What is the best portable US-centric air conditioner?
If you live in the US and are looking for a highly regarded model for medium-to-large size rooms, then you can’t go wrong with the award-winning Whynter Elite ARC-122DS which has received some very favourable reviews from Amazon shoppers. And if you want a trusty brand you’ve definitely heard of then give the LG LP0817WSR a whirl.
Best portable air conditioners: what you need to know
Portable AC units are really effective at cooling the air in a room, in most instances for less than the price of a fancy fan. All you have to do is work out the size of the room you want to cool and select an AC unit with a suitable output, measured in British Thermal Units (or BTUs). A BTU is a unit for estimating thermal heat and it’s an important little acronym when it comes to selecting the right air conditioner for your abode. For instance, an air-con with 10,000 BTUs is good for a room of around 450 sq ft while a 5,000BTU model is suitable for a room of about 150 sq ft. Hence, it’s pretty important to know your room’s measurements or the unit could underperform.
However, there is a caveat with portable units and it’s the heated air that’s pumped out of the rear exhaust port. As the ‘law of conservation of energy’ states, energy (in this case heat) ‘can only be transformed or transferred from one form to another’. Hence, you will need to port the heated air generated by the AC out of the home using the supplied concertina hose that comes with every model. This can be done by either cutting a hole in the wall or a window (the most effective and most costly method) or by using the window kit that most manufacturers provide. As a last resort, simply dangle the hose out of an open window or doorway and sit closer to the unit.

» **Information supplied**
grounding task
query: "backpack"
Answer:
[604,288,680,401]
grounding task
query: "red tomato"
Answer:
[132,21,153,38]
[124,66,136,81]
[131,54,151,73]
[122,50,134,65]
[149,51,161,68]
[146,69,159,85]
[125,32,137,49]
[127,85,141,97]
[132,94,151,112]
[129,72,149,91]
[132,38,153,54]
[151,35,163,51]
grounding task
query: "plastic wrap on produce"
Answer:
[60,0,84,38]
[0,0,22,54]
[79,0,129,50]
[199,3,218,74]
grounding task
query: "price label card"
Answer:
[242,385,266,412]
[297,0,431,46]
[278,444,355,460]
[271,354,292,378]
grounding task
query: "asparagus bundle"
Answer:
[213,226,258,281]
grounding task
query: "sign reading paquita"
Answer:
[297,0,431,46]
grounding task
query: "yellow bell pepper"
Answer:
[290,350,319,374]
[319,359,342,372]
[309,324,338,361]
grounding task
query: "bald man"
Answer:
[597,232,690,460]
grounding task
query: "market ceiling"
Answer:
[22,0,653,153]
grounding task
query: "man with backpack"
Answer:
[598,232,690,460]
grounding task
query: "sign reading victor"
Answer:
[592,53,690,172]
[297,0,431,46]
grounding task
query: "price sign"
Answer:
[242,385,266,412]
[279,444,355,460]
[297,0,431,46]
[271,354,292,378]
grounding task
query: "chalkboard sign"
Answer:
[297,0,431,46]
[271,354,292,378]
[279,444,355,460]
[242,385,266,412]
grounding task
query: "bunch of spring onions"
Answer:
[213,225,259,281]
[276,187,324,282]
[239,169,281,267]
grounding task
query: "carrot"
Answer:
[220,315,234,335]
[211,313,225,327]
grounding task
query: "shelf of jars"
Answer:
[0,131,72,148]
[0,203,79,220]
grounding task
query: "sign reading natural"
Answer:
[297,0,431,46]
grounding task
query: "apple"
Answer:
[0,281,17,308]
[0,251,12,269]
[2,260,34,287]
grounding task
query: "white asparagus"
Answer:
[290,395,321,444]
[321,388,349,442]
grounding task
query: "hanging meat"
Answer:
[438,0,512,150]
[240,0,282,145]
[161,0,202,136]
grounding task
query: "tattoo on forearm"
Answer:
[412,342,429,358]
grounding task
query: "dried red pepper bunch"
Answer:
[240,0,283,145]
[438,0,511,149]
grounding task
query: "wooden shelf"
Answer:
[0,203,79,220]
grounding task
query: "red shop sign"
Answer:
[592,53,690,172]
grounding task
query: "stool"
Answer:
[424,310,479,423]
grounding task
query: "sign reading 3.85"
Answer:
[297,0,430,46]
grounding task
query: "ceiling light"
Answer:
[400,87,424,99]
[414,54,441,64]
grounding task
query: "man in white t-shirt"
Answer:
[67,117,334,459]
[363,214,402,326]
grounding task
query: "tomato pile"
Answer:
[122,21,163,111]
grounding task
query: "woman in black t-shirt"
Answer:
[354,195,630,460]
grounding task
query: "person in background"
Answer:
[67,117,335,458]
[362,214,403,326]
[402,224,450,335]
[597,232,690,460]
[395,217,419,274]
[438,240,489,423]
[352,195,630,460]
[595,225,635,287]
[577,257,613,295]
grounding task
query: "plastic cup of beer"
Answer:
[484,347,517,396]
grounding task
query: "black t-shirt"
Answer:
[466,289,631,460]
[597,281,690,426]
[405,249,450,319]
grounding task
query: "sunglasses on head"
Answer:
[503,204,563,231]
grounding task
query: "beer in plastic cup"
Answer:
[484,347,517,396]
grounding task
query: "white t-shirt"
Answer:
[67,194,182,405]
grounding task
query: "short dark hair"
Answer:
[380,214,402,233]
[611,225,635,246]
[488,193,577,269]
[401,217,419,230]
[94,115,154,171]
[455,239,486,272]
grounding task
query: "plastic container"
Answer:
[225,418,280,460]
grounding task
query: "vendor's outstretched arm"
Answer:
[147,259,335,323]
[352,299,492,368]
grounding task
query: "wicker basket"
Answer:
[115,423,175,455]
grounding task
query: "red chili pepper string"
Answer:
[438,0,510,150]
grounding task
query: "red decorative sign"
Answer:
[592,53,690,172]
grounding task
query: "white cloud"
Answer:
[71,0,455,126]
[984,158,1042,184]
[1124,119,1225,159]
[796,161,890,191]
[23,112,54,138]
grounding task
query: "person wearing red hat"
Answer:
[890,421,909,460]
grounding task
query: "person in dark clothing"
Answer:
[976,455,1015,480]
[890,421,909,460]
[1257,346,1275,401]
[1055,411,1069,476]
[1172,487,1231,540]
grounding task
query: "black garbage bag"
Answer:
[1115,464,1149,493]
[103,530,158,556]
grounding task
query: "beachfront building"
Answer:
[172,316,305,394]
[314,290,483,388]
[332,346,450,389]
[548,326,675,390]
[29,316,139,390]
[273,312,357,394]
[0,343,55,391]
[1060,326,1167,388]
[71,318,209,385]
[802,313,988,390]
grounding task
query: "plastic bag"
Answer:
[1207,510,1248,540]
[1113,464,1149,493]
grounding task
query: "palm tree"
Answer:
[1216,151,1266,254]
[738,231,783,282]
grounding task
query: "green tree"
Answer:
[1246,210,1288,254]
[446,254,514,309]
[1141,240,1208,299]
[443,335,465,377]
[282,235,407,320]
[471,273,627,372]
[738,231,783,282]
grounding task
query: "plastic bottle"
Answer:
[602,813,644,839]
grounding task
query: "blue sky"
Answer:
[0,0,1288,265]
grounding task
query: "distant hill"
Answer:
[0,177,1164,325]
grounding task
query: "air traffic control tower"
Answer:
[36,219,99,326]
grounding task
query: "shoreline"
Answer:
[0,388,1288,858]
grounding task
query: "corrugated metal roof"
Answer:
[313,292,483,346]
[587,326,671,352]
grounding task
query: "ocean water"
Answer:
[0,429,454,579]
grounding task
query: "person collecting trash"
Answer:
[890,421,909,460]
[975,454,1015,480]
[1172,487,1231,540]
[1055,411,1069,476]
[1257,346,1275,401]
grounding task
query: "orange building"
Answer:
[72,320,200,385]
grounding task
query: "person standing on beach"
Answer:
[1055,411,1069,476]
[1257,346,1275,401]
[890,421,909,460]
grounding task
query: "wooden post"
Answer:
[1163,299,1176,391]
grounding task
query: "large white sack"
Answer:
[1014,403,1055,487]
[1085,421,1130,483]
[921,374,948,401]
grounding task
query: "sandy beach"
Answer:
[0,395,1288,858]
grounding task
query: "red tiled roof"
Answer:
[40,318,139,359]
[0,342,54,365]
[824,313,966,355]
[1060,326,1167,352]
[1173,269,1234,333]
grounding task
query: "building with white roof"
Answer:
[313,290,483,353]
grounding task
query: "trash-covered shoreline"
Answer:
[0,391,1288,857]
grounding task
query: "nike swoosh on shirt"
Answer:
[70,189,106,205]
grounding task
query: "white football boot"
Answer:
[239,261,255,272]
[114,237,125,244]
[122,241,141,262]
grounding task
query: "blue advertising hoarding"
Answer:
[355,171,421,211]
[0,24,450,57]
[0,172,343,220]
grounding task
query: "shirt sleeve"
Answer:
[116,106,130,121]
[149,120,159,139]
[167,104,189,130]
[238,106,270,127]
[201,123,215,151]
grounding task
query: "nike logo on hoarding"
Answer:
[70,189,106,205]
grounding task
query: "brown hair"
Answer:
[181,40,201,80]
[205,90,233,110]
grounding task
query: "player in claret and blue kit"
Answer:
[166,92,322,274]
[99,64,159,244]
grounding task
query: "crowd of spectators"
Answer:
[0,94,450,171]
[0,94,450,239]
--
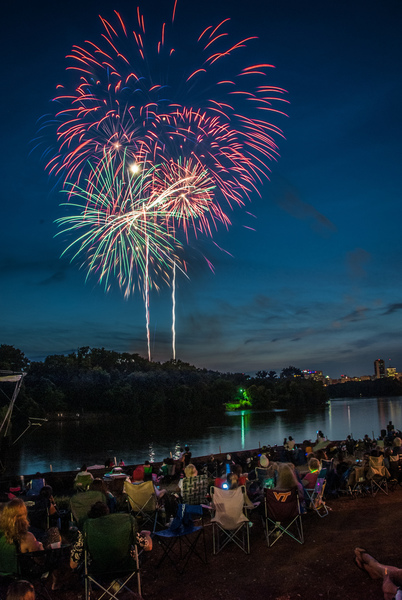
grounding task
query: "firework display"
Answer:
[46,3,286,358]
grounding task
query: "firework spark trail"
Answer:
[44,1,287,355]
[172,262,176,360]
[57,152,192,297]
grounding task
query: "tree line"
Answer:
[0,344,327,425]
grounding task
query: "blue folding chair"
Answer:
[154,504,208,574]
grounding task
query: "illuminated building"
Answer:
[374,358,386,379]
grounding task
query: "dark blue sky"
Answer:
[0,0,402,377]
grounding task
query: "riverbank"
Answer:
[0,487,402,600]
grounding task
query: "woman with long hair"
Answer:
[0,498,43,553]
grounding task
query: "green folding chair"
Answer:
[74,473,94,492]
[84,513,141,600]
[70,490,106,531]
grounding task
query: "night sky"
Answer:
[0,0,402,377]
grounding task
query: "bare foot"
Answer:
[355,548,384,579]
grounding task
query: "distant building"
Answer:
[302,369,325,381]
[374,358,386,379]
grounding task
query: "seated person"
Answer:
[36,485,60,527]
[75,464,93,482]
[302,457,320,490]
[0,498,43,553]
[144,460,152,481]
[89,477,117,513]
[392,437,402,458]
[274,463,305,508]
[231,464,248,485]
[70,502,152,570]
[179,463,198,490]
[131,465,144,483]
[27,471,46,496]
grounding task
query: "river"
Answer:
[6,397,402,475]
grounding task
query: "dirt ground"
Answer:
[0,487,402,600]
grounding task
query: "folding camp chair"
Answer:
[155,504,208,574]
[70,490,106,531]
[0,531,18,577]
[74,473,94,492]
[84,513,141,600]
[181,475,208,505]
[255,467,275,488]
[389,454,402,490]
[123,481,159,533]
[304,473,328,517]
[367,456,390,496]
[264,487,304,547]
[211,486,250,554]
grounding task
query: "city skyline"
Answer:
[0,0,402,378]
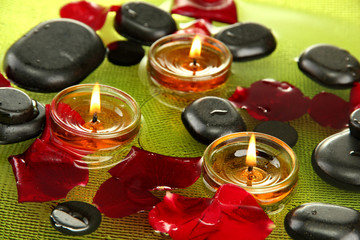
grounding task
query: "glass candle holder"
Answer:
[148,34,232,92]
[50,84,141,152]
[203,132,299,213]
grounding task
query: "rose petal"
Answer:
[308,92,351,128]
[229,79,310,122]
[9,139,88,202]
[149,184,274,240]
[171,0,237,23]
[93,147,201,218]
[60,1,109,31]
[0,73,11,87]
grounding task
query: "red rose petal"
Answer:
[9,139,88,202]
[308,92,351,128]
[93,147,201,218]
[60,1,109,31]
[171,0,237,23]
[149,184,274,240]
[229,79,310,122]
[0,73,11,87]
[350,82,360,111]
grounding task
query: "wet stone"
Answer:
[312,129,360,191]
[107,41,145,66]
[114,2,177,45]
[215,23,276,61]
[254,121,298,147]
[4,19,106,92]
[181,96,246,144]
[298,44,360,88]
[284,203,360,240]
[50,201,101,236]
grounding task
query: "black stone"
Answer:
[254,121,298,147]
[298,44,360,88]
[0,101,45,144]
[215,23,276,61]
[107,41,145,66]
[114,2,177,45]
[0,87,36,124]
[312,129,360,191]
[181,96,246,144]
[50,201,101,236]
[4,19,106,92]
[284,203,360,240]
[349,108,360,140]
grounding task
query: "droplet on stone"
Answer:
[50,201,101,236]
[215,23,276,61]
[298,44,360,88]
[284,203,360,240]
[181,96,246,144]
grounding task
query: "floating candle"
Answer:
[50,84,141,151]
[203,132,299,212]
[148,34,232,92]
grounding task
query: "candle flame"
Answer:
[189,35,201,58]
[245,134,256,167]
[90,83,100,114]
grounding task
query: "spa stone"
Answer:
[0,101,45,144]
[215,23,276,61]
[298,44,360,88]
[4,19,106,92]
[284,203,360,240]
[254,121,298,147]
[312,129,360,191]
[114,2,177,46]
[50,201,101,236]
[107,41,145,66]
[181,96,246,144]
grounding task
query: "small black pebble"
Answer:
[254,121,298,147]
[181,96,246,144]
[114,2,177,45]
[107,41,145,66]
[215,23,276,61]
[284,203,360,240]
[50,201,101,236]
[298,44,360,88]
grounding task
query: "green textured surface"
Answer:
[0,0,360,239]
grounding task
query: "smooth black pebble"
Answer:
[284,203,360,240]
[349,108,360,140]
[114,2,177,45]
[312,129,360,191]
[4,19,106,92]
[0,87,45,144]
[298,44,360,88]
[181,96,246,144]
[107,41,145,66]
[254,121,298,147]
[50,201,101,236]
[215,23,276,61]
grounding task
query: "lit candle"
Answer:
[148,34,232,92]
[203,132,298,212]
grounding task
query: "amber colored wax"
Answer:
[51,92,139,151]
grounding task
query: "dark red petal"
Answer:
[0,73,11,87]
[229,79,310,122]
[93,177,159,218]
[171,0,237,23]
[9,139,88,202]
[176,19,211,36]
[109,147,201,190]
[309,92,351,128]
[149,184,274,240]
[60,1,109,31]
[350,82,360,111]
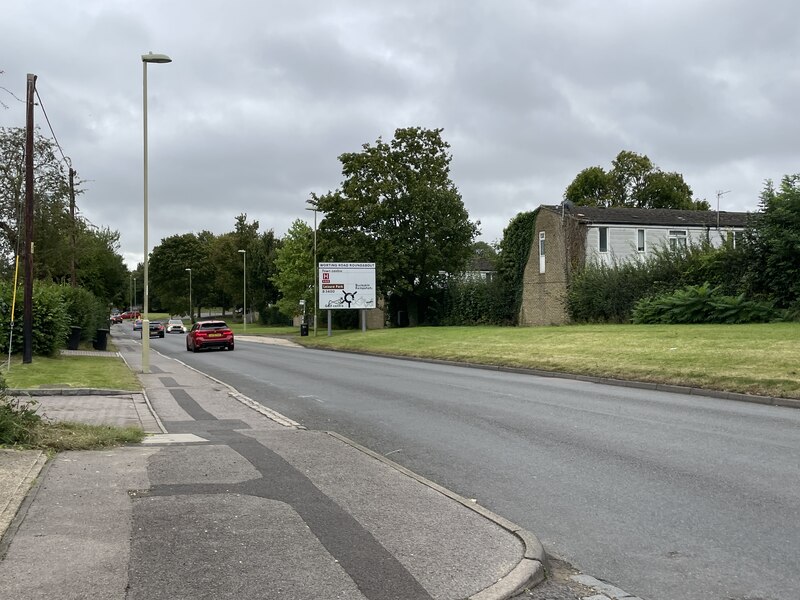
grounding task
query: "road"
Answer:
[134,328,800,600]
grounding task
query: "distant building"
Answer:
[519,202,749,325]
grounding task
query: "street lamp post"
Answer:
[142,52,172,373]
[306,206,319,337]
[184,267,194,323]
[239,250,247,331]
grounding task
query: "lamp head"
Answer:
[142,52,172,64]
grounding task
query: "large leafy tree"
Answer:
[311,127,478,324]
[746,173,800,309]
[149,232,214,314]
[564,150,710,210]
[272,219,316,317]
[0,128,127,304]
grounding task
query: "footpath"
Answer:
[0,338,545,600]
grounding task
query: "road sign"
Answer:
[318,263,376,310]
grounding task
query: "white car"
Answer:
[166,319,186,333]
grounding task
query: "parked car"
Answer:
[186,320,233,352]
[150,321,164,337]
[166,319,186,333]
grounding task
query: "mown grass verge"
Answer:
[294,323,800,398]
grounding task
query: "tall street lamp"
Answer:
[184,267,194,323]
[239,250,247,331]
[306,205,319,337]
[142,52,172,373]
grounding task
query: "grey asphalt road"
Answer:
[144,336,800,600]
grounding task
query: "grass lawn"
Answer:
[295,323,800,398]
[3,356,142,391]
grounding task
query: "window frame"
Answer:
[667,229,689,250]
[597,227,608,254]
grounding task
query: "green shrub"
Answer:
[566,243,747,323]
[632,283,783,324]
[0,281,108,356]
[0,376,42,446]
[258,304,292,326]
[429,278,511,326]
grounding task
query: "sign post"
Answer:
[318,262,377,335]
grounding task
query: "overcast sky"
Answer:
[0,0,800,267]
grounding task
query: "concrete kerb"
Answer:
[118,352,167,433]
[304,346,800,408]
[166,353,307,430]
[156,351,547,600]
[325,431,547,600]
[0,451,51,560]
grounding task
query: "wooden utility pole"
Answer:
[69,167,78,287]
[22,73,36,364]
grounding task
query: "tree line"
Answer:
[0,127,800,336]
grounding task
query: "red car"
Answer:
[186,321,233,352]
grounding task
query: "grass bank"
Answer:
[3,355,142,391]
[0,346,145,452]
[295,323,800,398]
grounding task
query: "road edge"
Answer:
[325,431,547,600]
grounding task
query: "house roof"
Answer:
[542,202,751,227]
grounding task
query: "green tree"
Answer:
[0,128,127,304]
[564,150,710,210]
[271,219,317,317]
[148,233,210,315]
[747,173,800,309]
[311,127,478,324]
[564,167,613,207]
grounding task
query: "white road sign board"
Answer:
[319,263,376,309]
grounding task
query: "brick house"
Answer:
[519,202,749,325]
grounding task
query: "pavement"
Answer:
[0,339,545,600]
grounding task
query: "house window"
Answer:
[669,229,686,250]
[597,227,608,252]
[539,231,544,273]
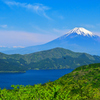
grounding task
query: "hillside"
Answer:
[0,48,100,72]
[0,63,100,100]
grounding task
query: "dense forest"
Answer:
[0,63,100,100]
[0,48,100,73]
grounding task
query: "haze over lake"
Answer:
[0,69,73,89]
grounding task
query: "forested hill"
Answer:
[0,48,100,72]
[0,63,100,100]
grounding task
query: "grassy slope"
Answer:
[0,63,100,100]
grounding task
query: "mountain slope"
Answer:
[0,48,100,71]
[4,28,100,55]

» **Problem statement**
Continue the text on portable air conditioners from the point where it stops.

» **Written answer**
Alternatively, if you’re lucky enough to have a working open flue fireplace (unlikely in the US), you could place the air con unit in front of it and all the heat will go straight up the chimney; after all, it’s what the chimney was designed for. This is by far the most hassle-free and tidiest way to enjoy the benefits of portable air conditioning but, for heaven's sake, make sure you’ve removed as much soot as possible from the fireplace first or it’ll be blown all over your furnishings.
Portable AC units are much louder than their built-in counterparts and that’s hardly surprising given that the compressors, pumps and fans are all in the same unit. By contrast, integrated systems have all the noisy stuff tucked away out of earshot so you rarely hear anything more than a gently whoosh. If you want a good night’s sleep with a portable air con in the room then you’re advised to turn it on a couple of hours before bedtime and keep the door closed. Then turn if off when hitting the sack – unless, of course, you’re lucky enough to be able to sleep through a hurricane.
Energy use and environmental impact are also worth considering. While modern AC units no longer use ozone-damaging chlorofluorocarbons (CFCs), they do sap a lot more power from the grid than a humble fan and that means slightly higher leccy bills and hence more pressure on the environment.
Now you’re no longer an air con newbie, have a scour through our carefully curated list of contenders and take your pick of the chillers.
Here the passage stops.